No Rio existe um túnel pelo qual eu passo quase diariamente para chegar em casa. Esse túnel tem uma curva de 30º, e um dia me ocorreu a ideia de ficar preso dentro dessa curva. Surgiu então uma instalação minha chamada Ão, que é uma película rodada, com foto do Murilo Salles. Por que Ão? Ão é um som muito característico da língua portuguesa, mas também remete ao Om, eu é uma sonoridade utilizada para se entrar em um estado mental de transe. Nesse trabalho eu quis explorar a experiência de perder a temporalidade no interior de um túnel. O estado mental do Om está além da temporalidade, está em outra temporalidade, da mesma natureza que a temporalidade que está aqui [neste espaço].
Me ocorreu fazer uma ligação entre o começo dessa curva e o fim dessa curva, fazendo assim o que se chama, em topologia, de toro, que nada mais é do que um anel. Essa instalação foi colocada no centro do prédio. No programa arquitetônico, a ideia é que essa instalação, que foi talvez originária nessa série de obras, ficasse como um núcleo central, o lugar de onde emanam as coisas.
Em torno dessa experiência de temporalidade diversa, contínua e circular giram outras obras, que também estão impregnadas dessa natureza. Desse modo, se construiu um prédio que tem uma circularidade no modo de se percorrê-lo. Um prédio não é apenas um teto e quatro colunas, ele está postado em um lugar. E que lugar é esse? Esse lugar é um jardim, que, ao contrário dos outros jardins de Inhotim, que são vários e belíssimos, é um jardim seminal.

## Lista de registros

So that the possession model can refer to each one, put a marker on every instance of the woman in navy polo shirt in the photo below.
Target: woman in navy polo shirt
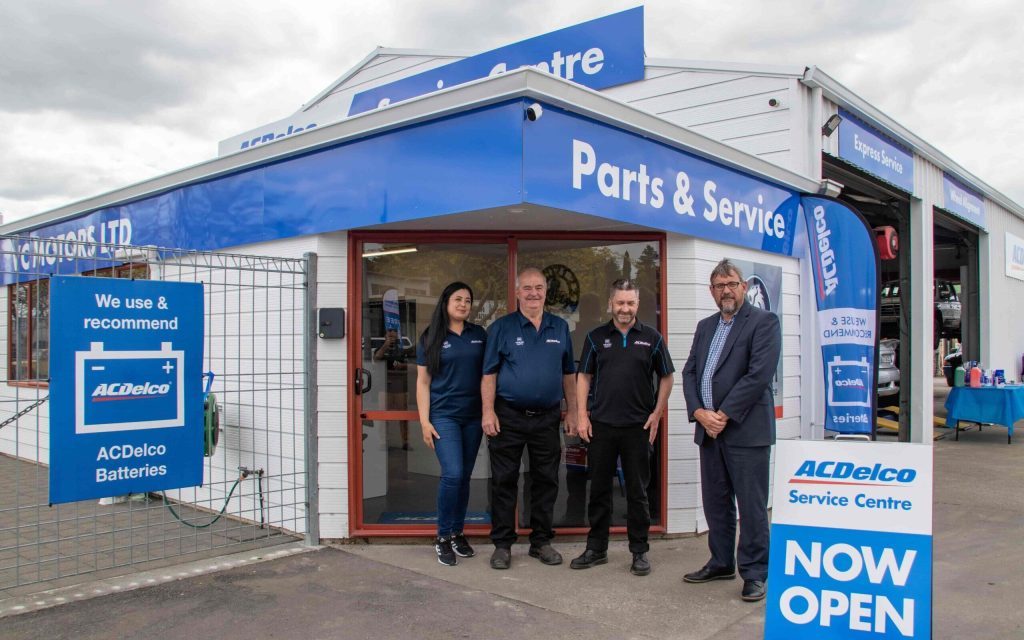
(450, 365)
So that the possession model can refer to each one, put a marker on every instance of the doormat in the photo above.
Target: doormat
(428, 517)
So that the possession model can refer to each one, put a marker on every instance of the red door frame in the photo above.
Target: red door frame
(354, 330)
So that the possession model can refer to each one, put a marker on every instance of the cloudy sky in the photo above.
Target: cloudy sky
(95, 95)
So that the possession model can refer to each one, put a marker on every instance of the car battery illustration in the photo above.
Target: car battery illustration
(128, 390)
(849, 383)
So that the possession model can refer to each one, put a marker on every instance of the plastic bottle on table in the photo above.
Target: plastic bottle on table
(974, 379)
(960, 376)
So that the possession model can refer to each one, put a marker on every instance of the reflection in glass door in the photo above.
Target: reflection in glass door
(400, 283)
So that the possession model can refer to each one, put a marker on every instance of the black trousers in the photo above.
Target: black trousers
(730, 476)
(606, 445)
(539, 434)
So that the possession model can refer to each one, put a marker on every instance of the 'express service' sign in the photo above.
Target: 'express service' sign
(851, 541)
(867, 148)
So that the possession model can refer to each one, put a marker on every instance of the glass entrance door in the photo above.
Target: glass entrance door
(399, 281)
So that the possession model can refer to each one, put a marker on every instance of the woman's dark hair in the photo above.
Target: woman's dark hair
(434, 335)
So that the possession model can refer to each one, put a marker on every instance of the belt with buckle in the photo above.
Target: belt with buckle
(529, 413)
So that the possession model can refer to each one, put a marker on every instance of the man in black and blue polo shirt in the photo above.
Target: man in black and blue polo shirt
(527, 369)
(622, 360)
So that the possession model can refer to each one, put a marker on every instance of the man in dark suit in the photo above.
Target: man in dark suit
(727, 383)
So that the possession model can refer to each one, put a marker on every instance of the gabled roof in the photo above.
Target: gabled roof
(369, 60)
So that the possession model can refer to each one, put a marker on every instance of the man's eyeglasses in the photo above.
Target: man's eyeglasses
(720, 287)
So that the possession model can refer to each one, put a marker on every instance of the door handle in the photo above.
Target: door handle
(364, 381)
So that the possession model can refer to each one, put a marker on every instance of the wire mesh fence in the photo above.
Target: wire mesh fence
(254, 475)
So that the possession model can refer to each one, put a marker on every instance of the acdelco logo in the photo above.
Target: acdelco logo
(128, 391)
(850, 382)
(821, 472)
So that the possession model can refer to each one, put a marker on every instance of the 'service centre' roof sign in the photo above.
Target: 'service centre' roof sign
(602, 52)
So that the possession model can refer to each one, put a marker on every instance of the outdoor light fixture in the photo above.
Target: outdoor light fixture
(388, 252)
(830, 125)
(829, 187)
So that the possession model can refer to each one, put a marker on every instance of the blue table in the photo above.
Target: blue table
(1003, 406)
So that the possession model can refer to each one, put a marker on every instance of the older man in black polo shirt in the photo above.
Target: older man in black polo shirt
(622, 359)
(527, 369)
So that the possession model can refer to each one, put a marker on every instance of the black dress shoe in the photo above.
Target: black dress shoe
(546, 554)
(501, 558)
(588, 559)
(754, 590)
(707, 573)
(640, 566)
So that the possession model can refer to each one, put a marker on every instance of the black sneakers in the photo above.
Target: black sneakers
(461, 546)
(641, 565)
(546, 554)
(588, 559)
(445, 555)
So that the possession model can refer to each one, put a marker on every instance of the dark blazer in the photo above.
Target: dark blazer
(741, 383)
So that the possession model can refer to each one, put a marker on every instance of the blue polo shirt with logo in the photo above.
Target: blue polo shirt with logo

## Tarefa curta A
No trecho sobre a instalação Ão, de quem é a foto usada na obra?
## Tarefa curta B
Copie do trecho a parte que vai de "Me ocorreu fazer" até "um jardim seminal.", com as duas pontas incluídas.
Os registros não fazem falta aqui.

## Resposta certa A
Do Murilo Salles.

## Resposta certa B
Me ocorreu fazer uma ligação entre o começo dessa curva e o fim dessa curva, fazendo assim o que se chama, em topologia, de toro, que nada mais é do que um anel. Essa instalação foi colocada no centro do prédio. No programa arquitetônico, a ideia é que essa instalação, que foi talvez originária nessa série de obras, ficasse como um núcleo central, o lugar de onde emanam as coisas.
Em torno dessa experiência de temporalidade diversa, contínua e circular giram outras obras, que também estão impregnadas dessa natureza. Desse modo, se construiu um prédio que tem uma circularidade no modo de se percorrê-lo. Um prédio não é apenas um teto e quatro colunas, ele está postado em um lugar. E que lugar é esse? Esse lugar é um jardim, que, ao contrário dos outros jardins de Inhotim, que são vários e belíssimos, é um jardim seminal.